• **Data shown**:
-- Begin --

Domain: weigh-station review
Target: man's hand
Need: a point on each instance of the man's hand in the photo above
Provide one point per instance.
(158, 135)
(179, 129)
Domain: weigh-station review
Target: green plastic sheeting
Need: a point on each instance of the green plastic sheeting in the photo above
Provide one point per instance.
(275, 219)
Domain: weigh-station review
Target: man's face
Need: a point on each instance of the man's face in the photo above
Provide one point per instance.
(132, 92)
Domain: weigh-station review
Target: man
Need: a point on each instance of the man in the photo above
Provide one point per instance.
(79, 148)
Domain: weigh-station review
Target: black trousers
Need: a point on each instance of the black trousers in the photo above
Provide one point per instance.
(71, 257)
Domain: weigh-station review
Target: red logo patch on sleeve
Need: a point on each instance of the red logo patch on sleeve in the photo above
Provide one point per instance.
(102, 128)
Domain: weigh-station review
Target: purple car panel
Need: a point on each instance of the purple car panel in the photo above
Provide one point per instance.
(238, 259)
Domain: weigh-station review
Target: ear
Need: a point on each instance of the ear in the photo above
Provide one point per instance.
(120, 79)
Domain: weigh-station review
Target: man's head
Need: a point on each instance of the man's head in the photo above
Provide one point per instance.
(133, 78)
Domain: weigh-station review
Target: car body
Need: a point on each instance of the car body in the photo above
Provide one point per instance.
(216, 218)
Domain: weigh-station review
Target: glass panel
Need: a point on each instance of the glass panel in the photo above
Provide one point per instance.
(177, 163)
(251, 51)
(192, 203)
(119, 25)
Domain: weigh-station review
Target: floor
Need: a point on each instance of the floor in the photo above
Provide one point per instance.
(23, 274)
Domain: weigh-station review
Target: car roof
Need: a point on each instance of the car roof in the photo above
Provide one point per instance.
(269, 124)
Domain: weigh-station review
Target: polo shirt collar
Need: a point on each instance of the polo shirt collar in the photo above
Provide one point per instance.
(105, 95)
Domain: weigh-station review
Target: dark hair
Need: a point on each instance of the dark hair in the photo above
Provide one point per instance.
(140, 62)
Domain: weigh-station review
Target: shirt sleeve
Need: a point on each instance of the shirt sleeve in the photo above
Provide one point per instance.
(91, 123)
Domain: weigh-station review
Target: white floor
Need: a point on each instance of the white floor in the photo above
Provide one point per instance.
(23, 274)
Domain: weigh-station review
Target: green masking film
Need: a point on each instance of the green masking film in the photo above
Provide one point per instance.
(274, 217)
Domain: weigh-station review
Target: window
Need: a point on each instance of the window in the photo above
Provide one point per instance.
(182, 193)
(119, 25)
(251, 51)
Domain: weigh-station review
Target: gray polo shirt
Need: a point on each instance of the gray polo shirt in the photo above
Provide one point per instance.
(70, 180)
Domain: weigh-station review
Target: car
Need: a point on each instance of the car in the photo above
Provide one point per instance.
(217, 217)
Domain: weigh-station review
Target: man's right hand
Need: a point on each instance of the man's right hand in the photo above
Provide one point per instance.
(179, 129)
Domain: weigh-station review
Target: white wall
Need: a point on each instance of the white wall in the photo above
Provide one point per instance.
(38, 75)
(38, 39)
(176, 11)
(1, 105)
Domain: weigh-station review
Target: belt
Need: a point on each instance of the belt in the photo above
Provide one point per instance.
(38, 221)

-- End --

• **The exercise**:
Take the listing above and set it down exactly.

• **Solution to this task**:
Domain: weigh-station review
Target: man's hand
Need: a point on each instance of the man's hand in the photo above
Provide one point per instance.
(158, 135)
(179, 129)
Domain: weigh-station review
Target: green plastic sheeting
Need: a point on each instance of the green plastic sheeting in the photo above
Provide one point per instance.
(275, 219)
Domain: weigh-station review
Target: man's face
Need: a point on each instance of the man's face in the photo above
Provide one point per instance.
(132, 92)
Domain: weigh-station review
Target: man
Need: a point on each instance of the man in the photo above
Provide one point per instance.
(79, 148)
Domain: weigh-station review
Target: black trousers
Need: a point on each instance of the black trousers in the photo above
Provide one point per instance.
(71, 257)
Domain: weigh-station review
Target: red logo patch on sleeve
Need: a point on each instance of the red logo patch on sleeve in the photo above
Provide one point per instance.
(102, 128)
Domain: weigh-station review
Target: purple car panel
Need: a point on each instance of the purple car panel in the photo above
Provide one point per instance.
(238, 259)
Domain: weigh-station review
Target: ear
Need: a point on each instance of the ear in the photo above
Provide one point per instance.
(120, 79)
Domain: weigh-station review
Target: man's head
Need: a point on each instance of the man's head in the photo above
Provide one point per instance.
(133, 78)
Domain: weigh-station review
Target: car body
Need: a point on each instance of the car body in the photo above
Provide one point per instance.
(216, 218)
Domain: weigh-station review
Target: glass panel
Need: a point on each instance of the glass panel in the photo above
Provide one point per instance.
(177, 163)
(251, 51)
(192, 203)
(119, 25)
Domain: weigh-station review
Target: floor
Need: a point on each instance of the floor in the photo above
Provide one point per instance.
(23, 274)
Domain: weigh-station review
Target: car roof
Need: a point on each instance of the car roof in the photo above
Provide one point per instance.
(269, 124)
Domain: weigh-station review
Target: polo shirt collar
Need: a point on each instance of the polo shirt collar in the photo above
Provide one point per instance.
(105, 95)
Domain: weigh-station review
Target: dark hair
Need: a point on each instance of the dark hair in the photo above
Provide one point per instance.
(140, 62)
Domain: weigh-station review
Target: shirt sleeve
Need: a point on each instance of the shirt sleeve in the photo above
Provide one point per instance.
(91, 123)
Domain: weigh-station review
Target: white floor
Need: a point on each instance of the white floor in the photo above
Provide one point per instance.
(23, 274)
Domain: weigh-station review
Target: green masking film
Need: a point on each instance of the green masking film in the photo above
Provide one point per instance.
(274, 217)
Domain: weigh-station review
Target: window
Need: a point on each instance of the window in the photo above
Provide one point per instance.
(182, 193)
(119, 25)
(251, 51)
Domain: weigh-station review
Target: gray polo shirt
Need: a point on each instance of the gray polo shirt in the photo above
Provide one point per instance.
(70, 180)
Domain: weigh-station review
Target: car
Need: a point on each instance of the car in the photo above
Provide one point per instance.
(217, 217)
Domain: weigh-station review
Target: man's right hand
Need: a point on each instance of the man's right hand in the photo above
Provide one point per instance.
(179, 129)
Domain: weigh-station review
Target: white wall
Need: a point on each instance of the white wall in the photo above
Provide one point per instance.
(38, 75)
(38, 39)
(176, 11)
(1, 105)
Domain: weigh-station review
Target: belt
Need: a point on each instance of the belt in the photo above
Provide one point per instance.
(38, 221)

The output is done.